Nothing but the lines from the top of the data to the line holding "Identify the position of each instance of the open" should be printed, word for word and both ends included; leave the pictures out.
DATA TO USE Block Start
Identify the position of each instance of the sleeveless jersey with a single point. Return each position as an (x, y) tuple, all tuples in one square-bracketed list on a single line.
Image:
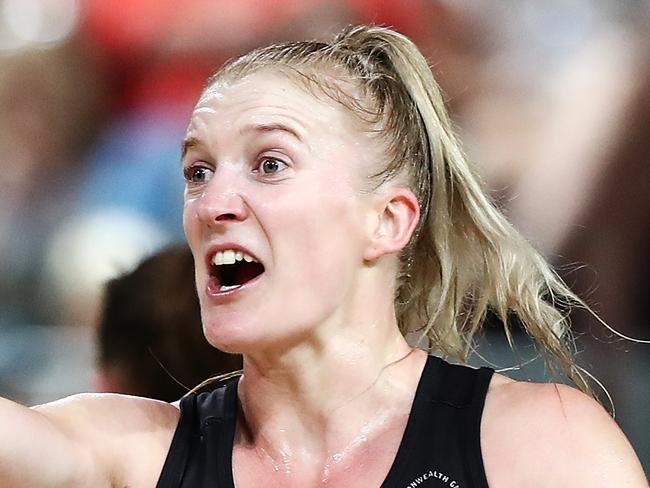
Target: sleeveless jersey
[(440, 447)]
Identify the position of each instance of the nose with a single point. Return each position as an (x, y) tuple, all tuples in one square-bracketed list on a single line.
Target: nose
[(222, 202)]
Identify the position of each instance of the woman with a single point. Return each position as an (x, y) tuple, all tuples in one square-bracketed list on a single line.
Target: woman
[(330, 213)]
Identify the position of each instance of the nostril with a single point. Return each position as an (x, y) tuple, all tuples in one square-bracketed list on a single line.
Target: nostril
[(226, 216)]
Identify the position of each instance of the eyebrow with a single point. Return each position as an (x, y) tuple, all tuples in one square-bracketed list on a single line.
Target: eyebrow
[(189, 143), (192, 142), (273, 127)]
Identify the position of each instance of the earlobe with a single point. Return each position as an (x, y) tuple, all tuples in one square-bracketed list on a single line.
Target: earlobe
[(397, 216)]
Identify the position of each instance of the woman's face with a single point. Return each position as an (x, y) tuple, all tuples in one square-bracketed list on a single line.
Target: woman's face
[(275, 175)]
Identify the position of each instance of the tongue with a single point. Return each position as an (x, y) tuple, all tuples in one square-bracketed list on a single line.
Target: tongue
[(246, 272)]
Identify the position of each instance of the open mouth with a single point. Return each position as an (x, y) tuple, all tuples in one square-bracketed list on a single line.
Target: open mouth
[(232, 269)]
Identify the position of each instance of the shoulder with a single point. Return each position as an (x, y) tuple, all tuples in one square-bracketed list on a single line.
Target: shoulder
[(536, 434), (127, 437)]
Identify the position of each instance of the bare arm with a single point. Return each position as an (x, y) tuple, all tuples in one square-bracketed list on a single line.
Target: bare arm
[(35, 451), (552, 435), (89, 440)]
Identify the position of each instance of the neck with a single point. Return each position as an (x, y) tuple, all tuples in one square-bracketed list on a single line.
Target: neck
[(329, 398)]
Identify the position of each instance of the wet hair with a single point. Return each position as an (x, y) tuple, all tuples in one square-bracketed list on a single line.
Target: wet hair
[(464, 260), (150, 337)]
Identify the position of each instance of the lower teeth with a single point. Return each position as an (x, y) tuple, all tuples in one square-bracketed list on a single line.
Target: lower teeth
[(228, 288)]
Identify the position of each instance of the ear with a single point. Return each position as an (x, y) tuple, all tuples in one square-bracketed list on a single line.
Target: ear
[(397, 215)]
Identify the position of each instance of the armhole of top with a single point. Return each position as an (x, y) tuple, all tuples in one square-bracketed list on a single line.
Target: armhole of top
[(483, 378), (173, 469)]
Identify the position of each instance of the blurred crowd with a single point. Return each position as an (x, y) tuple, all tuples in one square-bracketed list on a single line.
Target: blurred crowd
[(552, 100)]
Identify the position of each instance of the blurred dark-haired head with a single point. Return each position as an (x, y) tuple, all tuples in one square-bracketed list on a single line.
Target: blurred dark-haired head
[(150, 340)]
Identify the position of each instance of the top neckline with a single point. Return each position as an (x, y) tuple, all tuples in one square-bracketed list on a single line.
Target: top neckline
[(407, 443)]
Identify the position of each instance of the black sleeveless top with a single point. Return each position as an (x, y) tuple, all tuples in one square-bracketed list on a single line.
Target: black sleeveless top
[(440, 446)]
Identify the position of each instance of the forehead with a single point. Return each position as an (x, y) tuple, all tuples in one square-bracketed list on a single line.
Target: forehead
[(267, 96)]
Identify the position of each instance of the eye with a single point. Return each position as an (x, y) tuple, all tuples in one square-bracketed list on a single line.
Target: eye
[(269, 166), (197, 174)]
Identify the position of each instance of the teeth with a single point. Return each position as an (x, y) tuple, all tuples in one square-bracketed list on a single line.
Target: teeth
[(230, 256), (227, 288)]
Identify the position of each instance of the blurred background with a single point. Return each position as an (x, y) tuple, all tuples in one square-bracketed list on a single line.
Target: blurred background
[(552, 101)]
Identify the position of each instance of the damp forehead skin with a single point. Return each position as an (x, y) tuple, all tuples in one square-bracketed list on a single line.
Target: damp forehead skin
[(303, 224)]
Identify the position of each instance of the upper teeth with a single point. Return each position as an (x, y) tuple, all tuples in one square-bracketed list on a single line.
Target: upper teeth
[(230, 256)]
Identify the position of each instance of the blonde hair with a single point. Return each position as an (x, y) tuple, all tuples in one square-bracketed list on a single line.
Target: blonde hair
[(464, 259)]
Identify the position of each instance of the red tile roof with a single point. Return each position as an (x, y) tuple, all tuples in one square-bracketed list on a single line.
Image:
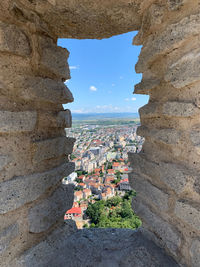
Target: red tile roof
[(74, 210)]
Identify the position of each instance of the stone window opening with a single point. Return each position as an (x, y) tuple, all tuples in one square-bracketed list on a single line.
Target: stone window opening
[(34, 148)]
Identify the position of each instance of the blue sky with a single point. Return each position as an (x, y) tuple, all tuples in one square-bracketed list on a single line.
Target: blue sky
[(103, 74)]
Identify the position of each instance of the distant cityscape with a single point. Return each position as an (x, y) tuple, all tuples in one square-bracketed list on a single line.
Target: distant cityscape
[(101, 163)]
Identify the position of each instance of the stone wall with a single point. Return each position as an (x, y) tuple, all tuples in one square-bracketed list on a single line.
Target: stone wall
[(33, 147), (166, 172)]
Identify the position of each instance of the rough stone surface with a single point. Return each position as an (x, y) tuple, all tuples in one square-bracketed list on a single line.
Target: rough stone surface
[(195, 253), (4, 161), (13, 40), (44, 90), (97, 247), (21, 190), (7, 235), (180, 109), (33, 70), (52, 148), (166, 233), (47, 211), (17, 121), (189, 214), (53, 59), (155, 195), (173, 175)]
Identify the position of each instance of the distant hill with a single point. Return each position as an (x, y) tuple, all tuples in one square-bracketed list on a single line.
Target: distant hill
[(102, 116)]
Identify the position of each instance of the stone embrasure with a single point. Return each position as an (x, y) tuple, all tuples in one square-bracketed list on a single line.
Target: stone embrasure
[(34, 151), (21, 190), (50, 209), (96, 247), (169, 159)]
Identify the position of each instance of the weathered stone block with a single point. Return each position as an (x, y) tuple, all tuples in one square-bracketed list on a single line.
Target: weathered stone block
[(7, 235), (188, 213), (167, 136), (44, 214), (45, 90), (146, 85), (49, 251), (179, 109), (173, 175), (52, 148), (170, 38), (62, 119), (150, 192), (53, 59), (17, 121), (4, 161), (13, 40), (149, 111), (195, 253), (195, 136), (23, 189), (165, 232), (185, 70)]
DATA TO USE Block End
## TASK SOLUTION
Identify the position of each instance of the sleeveless jersey with a single point. Return each position as an (x, y) tuple, all tuples in one square-bracketed list on a single line.
Image:
Target: sleeveless jersey
[(440, 447)]
Identify the position of each instance of the nose with a single point. Return each position as an (x, y) tuple, all tuples in one square-bracketed list on a single line.
Target: nose
[(222, 202)]
Identify the position of each instance of the woman with a single point. Return each position as an (x, y) tuple, all tuples in one square-bracketed list on a single line.
Target: woman
[(330, 213)]
Identify the position of each instance of the nostril with a single point. Return each position as an (x, y) tuple, all tuples in one square-bracketed list on a single line.
Target: nostril
[(226, 216)]
Identify the position of each instance of the eyebrow with a single point. Return each position as an (x, y) tuple, all tuples in one square-bracketed list on a single line.
Target: eyebrow
[(189, 143), (192, 142), (273, 127)]
Identify the position of each instance of the earlobe with a single point. Return each position as an (x, y) tuple, all tuples in one square-bracketed list on a single line.
Target: earlobe
[(397, 216)]
Identify the position of each instance of the woman's face with a single point. Return each position as an (x, y) tuple, all tuples in one square-bracketed list on a single line.
Target: woman's face
[(275, 175)]
Identify the position of each instance of the tongue with a single point. Return each position as an (x, y) tuple, all tuples in one square-bracketed list on a single line.
Target: tongue
[(246, 272)]
Identify the position of each instance of the open mouth with a single point. Return each position as an (x, y) tuple, all tuples in one square-bracketed list on a single line.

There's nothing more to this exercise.